**Task to complete:**
Render the listing below as a Markdown table with the columns Row and Text, putting each line's number under Row and the line itself under Text. Skip blank lines.

** begin Extracted data **

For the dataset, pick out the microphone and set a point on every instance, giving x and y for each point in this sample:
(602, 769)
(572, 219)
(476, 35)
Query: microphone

** end Extracted data **

**Solved exercise:**
| Row | Text |
|---|---|
| 1 | For the dataset, pick out the microphone and set a point on every instance, giving x and y for each point in this sample: |
| 2 | (602, 769) |
| 3 | (572, 219) |
| 4 | (476, 35) |
| 5 | Query: microphone |